▶ CHALLENGE
Locate every line in the entries below that contains the string "stone" and copy each of those lines in full. The match is case-sensitive.

▶ RECORDS SHOWN
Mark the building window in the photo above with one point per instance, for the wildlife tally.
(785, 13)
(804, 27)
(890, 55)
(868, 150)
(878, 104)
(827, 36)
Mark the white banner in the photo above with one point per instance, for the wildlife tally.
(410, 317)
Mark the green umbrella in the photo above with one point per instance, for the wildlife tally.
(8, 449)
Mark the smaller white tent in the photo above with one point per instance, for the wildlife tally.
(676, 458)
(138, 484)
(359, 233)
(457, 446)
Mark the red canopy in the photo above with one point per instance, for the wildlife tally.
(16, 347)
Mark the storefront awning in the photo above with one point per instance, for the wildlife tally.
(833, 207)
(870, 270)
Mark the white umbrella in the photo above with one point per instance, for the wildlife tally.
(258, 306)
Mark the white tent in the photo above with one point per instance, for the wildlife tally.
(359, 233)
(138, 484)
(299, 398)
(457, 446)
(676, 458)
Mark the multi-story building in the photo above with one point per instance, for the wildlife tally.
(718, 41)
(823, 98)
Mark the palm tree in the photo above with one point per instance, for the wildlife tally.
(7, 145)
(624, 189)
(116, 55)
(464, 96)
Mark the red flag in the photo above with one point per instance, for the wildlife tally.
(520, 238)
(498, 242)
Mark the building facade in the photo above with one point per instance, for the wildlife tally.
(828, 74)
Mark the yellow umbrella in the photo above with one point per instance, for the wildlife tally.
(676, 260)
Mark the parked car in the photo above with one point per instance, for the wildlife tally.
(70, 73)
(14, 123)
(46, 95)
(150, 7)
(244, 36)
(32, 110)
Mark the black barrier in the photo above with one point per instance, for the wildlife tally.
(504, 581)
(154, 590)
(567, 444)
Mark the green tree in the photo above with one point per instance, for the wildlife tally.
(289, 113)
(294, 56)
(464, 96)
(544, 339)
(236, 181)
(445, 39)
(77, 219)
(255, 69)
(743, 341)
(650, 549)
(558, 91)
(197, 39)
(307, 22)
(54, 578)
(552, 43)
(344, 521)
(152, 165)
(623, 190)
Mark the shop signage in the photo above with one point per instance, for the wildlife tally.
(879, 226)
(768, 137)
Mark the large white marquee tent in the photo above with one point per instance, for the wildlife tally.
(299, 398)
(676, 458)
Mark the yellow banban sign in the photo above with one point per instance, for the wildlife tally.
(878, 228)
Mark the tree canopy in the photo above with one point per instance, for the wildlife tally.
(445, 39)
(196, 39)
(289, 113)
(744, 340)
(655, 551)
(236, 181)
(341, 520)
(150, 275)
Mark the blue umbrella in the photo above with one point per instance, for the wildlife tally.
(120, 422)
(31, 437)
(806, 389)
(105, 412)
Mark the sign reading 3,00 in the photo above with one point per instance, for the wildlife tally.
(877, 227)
* * *
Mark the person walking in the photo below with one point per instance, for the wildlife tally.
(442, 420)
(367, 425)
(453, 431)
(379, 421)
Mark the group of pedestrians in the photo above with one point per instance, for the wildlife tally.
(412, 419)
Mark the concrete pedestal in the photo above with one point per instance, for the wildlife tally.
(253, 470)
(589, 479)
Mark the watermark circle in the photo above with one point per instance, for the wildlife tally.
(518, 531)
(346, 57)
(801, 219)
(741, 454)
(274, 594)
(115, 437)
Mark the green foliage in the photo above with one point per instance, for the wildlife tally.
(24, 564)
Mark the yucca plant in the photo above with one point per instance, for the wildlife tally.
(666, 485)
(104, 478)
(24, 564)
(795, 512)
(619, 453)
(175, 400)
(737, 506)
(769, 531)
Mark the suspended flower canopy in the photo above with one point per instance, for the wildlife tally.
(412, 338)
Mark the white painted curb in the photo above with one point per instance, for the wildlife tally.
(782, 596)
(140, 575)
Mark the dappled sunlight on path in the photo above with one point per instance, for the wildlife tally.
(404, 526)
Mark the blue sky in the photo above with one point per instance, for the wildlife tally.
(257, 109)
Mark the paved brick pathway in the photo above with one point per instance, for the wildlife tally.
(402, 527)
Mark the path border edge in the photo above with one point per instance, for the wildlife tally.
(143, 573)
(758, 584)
...
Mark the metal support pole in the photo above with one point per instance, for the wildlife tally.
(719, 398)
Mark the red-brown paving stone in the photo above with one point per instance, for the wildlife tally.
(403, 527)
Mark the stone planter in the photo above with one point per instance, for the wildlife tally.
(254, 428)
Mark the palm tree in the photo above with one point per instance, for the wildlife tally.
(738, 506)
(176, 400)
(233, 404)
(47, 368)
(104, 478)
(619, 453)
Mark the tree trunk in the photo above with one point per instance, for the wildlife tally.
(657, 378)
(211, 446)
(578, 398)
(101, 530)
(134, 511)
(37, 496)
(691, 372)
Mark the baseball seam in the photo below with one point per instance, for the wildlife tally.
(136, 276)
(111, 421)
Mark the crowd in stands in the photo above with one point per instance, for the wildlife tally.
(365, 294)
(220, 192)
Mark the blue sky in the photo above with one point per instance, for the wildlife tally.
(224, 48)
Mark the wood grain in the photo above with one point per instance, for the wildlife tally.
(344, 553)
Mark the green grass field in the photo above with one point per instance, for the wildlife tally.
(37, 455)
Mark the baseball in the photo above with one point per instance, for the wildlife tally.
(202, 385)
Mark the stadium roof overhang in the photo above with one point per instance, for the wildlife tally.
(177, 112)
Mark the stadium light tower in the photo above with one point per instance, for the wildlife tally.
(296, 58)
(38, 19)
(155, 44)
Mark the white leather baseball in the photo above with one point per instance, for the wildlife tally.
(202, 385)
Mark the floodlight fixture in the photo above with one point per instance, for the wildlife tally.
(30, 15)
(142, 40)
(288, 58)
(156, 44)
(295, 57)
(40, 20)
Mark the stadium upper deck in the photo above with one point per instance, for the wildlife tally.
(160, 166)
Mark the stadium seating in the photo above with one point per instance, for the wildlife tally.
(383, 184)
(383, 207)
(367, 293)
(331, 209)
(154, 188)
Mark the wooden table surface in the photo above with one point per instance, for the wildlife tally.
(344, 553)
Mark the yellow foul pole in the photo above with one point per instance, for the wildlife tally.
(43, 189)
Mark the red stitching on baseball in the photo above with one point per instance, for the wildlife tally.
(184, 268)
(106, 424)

▶ WRITTEN RESPONSE
Mark the red-brown paving stone in the photo above with one point per instance, for the wildlife tally.
Mark the stone planter in the photo above with one point per instance, for the wildlife tally.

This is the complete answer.